### [YOUR GOAL]
For this exercise, restate the data below with no change at all.

(Point localization data)

————————

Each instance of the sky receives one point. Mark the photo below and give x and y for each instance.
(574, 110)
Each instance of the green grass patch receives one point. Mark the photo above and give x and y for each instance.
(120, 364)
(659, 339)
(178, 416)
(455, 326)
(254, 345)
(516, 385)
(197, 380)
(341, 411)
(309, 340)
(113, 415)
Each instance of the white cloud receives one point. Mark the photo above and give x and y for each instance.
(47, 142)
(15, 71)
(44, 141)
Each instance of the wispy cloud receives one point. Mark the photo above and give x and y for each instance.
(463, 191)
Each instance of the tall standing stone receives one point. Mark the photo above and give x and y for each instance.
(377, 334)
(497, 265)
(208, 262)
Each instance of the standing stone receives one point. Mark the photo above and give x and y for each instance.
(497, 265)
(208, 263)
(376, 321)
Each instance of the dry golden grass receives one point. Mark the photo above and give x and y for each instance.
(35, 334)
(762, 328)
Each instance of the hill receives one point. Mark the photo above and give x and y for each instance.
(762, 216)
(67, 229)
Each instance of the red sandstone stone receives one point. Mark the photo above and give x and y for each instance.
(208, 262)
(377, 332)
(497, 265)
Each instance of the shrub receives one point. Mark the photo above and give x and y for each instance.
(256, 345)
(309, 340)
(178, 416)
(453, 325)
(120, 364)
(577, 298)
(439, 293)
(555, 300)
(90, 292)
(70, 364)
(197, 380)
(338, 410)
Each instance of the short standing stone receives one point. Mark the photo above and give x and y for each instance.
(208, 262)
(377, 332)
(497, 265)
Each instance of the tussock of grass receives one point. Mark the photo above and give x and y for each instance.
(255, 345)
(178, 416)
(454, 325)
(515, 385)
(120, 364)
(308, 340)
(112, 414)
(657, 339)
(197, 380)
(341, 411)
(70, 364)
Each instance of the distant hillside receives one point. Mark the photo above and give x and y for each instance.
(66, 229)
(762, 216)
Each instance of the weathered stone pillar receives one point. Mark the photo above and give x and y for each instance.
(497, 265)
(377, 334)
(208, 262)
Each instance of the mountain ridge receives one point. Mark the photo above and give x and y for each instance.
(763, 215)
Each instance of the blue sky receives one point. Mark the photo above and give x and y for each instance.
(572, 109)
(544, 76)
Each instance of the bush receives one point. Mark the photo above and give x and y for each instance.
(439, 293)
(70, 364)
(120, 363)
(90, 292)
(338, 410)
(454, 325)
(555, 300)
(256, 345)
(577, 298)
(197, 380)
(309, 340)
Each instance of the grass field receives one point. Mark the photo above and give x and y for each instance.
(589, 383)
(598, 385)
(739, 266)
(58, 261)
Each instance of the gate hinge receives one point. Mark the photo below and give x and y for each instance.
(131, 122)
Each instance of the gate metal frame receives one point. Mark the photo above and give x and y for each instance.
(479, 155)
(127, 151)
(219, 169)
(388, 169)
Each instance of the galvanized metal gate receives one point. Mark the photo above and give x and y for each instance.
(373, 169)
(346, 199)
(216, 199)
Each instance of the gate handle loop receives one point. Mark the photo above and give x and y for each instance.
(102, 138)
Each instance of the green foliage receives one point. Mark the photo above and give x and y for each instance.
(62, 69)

————————

### [OUTPUT OF THE TASK]
Each instance of the sky receives one point. Mark the photo below and give x and y for each instance.
(574, 110)
Each instance of the green grass patch receives one point. Mark the photo above and give x and y for each instance.
(120, 364)
(659, 339)
(178, 416)
(455, 326)
(254, 345)
(516, 385)
(197, 380)
(341, 411)
(309, 340)
(113, 415)
Each instance of the white cloud receives one point. Mark the photo above and give x and y for each instance.
(47, 142)
(15, 71)
(44, 141)
Each instance of the wispy cloud receives one point. Mark the photo above and give x and y for each instance.
(463, 191)
Each instance of the tall standing stone receives one point. Mark the photo above and give x and y for each instance.
(377, 334)
(497, 265)
(208, 262)
Each instance of the standing stone receives one point. Mark the photo above and give x and y for each instance.
(497, 265)
(208, 263)
(376, 321)
Each instance of the dry golden grass receives one point. Mark the photo above and give x and y for each instance.
(35, 334)
(762, 328)
Each instance of the hill receives one point. Mark the photo above and give x and y for each instance.
(762, 216)
(67, 229)
Each instance of the red sandstone stone receives one point. Mark the photo above and give x and y for each instance.
(208, 262)
(377, 332)
(497, 265)
Each instance of the shrub receives one point. Mark the photo above and give x and y for each instance.
(256, 345)
(309, 340)
(178, 416)
(453, 325)
(120, 364)
(577, 298)
(439, 293)
(555, 300)
(90, 292)
(70, 364)
(197, 380)
(338, 410)
Each instance of the short standing stone receives one point. Mark the photo above and give x and y for each instance.
(208, 262)
(377, 332)
(497, 265)
Each instance of the tussock of grass receives one point. Mark the photo above and give x and y for each instance.
(255, 345)
(178, 416)
(454, 325)
(515, 385)
(120, 364)
(308, 340)
(112, 414)
(657, 339)
(197, 380)
(341, 411)
(70, 364)
Each instance of the distant hillside receives one point. Mark the photo above and give x and y for each instance.
(66, 229)
(762, 216)
Each instance of the weathered stone pillar receives one point. Mark the photo above and give x and y for each instance.
(497, 265)
(377, 334)
(208, 262)
Each instance of the mountain ridge receives one point. Mark the photo above and give x and y for each instance.
(763, 215)
Each instance of the blue sky receives one point. Mark the photo above and give x and y for each instance.
(572, 109)
(544, 76)
Each instance of the bush receives one point. Mark the photo above and give x and y for each instance.
(439, 293)
(70, 364)
(120, 363)
(90, 292)
(338, 410)
(454, 325)
(555, 300)
(256, 345)
(577, 298)
(197, 380)
(309, 340)
Each instance of the grass field receives one point. Mark the photo above and give x and y for each instance.
(589, 383)
(598, 385)
(739, 266)
(58, 261)
Each instance of the gate hinge receives one point. Mark the photo below and give x and y for each instance.
(131, 122)
Each instance of the gate metal frame receives one point. Mark the photo above and give x and y for each instance.
(479, 155)
(127, 151)
(219, 169)
(388, 169)
Each instance of the galvanized metal gate receives one point. Mark the photo above and give x and y for each instance.
(373, 169)
(346, 199)
(216, 199)
Each instance of the gate handle loop receives one point. Mark the photo above and give x and y for each instance.
(102, 138)
Each instance of the green foliage receives one point. Mark the photo above and give x and y for each instance.
(62, 69)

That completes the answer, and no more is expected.